━━━━━ PASAJE PROPORCIONADO

La llamada de Cristo a abrirse al otro, al hermano, precisamente al hermano, tiene un radio de extensión siempre concreto y siempre universal. Mira a cada uno por que se refiere a todos. La medida de este abrirse no es sólo y no es tanto la cercanía del otro, cuanto precisamente sus necesidades: tuve hambre, tuve sed, estaba desnudo, en la cárcel, enfermo... Respondamos a esta llamada buscando al hombre que sufre, siguiéndolo hasta más allá de las fronteras de los Estados y continentes. De este modo se crea a través del corazón de cada uno de nosotros esa dimensión universal de la solidaridad humana. La misión de la Iglesia es custodiar esta dimensión: no limitarse a algunas fronteras, a algunas orientaciones políticas, a algunos sistemas. Custodiar la solidaridad humana universal sobre todo con quienes sufren; conservarla mirando a Cristo que precisamente ha formado de una vez para siempre tales dimensiones de solidaridad con el hombre: La caridad de Cristo nos constriñe, persuadidos como estamos de que, si uno murió por todos, luego todos son muertos; y murió por todos para que los que viven no vivan ya para sí, sino para Aquel que por ellos murió y resucitó (2 Cor 5, 14 s.). Y nos la ha dado como tarea de una vez para siempre. La ha dado a todos. A cada uno. ¿Quién desfallece que no desfallezca yo? ¿Quién se escandaliza que yo no me abrase?. Son las palabras de San Pablo (2 Cor 11, 29).
Por lo tanto, en nuestra conciencia en la conciencia individual del cristiano, en la conciencia social de los diversos ambientes, en las naciones, deben formarse, diría, zonas particulares de solidaridad precisamente con quienes sufren más. Debemos trabajar sistemáticamente para que las zonas de las particulares necesidades humanas, de los grandes sufrimientos, de los agravios, de las injusticias, sean zonas de solidaridad cristiana de toda la Iglesia y, a través de la Iglesia, de cada una de las sociedades y de toda la humanidad.

━━━━━━━━━━
━━━━━ EXTRACTOS DE DATOS

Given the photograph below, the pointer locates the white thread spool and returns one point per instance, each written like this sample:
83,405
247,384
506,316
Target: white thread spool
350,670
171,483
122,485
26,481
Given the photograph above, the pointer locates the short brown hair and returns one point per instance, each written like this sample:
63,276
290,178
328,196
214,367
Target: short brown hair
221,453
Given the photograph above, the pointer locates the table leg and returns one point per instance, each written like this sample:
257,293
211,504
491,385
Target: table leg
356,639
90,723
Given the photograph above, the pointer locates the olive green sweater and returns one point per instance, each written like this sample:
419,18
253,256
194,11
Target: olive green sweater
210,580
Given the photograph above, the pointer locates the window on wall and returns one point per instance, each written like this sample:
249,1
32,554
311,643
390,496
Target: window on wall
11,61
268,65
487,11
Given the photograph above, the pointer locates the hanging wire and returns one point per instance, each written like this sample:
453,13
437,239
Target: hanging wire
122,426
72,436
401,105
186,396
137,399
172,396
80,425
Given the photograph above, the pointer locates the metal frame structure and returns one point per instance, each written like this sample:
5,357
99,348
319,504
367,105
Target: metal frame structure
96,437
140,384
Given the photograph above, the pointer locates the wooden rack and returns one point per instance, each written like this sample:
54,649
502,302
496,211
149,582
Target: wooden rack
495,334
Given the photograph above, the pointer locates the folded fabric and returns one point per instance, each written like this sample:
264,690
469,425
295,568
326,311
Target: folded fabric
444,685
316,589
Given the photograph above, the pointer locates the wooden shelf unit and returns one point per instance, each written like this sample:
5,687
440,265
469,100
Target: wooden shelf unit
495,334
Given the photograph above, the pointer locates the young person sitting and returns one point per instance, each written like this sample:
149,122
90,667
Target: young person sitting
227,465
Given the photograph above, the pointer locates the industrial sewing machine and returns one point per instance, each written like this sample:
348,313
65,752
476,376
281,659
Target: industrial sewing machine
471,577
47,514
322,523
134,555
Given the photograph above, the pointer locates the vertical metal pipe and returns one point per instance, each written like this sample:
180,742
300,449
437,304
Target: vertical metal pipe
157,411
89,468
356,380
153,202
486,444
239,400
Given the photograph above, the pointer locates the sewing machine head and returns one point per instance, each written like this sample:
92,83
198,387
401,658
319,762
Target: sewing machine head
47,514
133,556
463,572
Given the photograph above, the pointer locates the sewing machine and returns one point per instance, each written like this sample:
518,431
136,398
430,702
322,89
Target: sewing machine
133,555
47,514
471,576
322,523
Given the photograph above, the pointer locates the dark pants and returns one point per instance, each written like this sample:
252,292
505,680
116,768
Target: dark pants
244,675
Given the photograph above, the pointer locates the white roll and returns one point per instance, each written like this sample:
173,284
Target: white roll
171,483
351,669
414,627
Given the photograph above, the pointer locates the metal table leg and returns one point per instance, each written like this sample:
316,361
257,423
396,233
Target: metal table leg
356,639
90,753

━━━━━━━━━━

#### OBJETIVO
Prolonga el pasaje sobre la solidaridad cristiana con quienes sufren a partir de su última oración. Los datos constituyen un material aparte.

#### RESULTADO DEL EJERCICIO
4. Si vivimos en condiciones de prosperidad o de bienestar, debemos ser tanto más conscientes de toda la geografía del hambre sobre el globo terrestre; debemos dirigir tanto más nuestra atención a la miseria humana, como fenómeno de masa: debemos despertar nuestra responsabilidad y estimular la prontitud para una ayuda activa y eficaz. Si vivimos en condiciones de libertad, de respeto a los derechos humanos, debemos sufrir tanto más por las opresiones de las sociedades que están privadas de libertad, de los hombres que están privados de los fundamentales derechos humanos. Y esto se refiere también a la libertad religiosa. De modo particular allí donde existe el respeto a la libertad religiosa, debemos participar en los sufrimientos de los hombres, a veces de comunidades religiosas enteras y de Iglesias enteras, a quienes se niega el derecho a la vida religiosa según la propia confesión o el propio rito.
¿Debo llamar a tales situaciones por su nombre? Ciertamente. Este es mi deber. Pero no podemos quedarnos sólo en esto. Es necesario que todos nosotros y en todo lugar nos esforcemos por asumir una actitud de solidaridad cristiana con nuestros hermanos en la fe, que sufren discriminaciones y persecuciones. Es necesario además buscar formas en las que esta solidaridad pueda expresarse. Esta ha sido siempre, desde los tiempos más antiguos, la tradición de la Iglesia. De hecho, es bien conocido que la Iglesia de Jesucristo no entró en la historia de la humanidad en posición de fuerza, sino a través de siglos de sufrir persecuciones. Y precisamente estos siglos han creado la más profunda tradición de la solidaridad cristiana.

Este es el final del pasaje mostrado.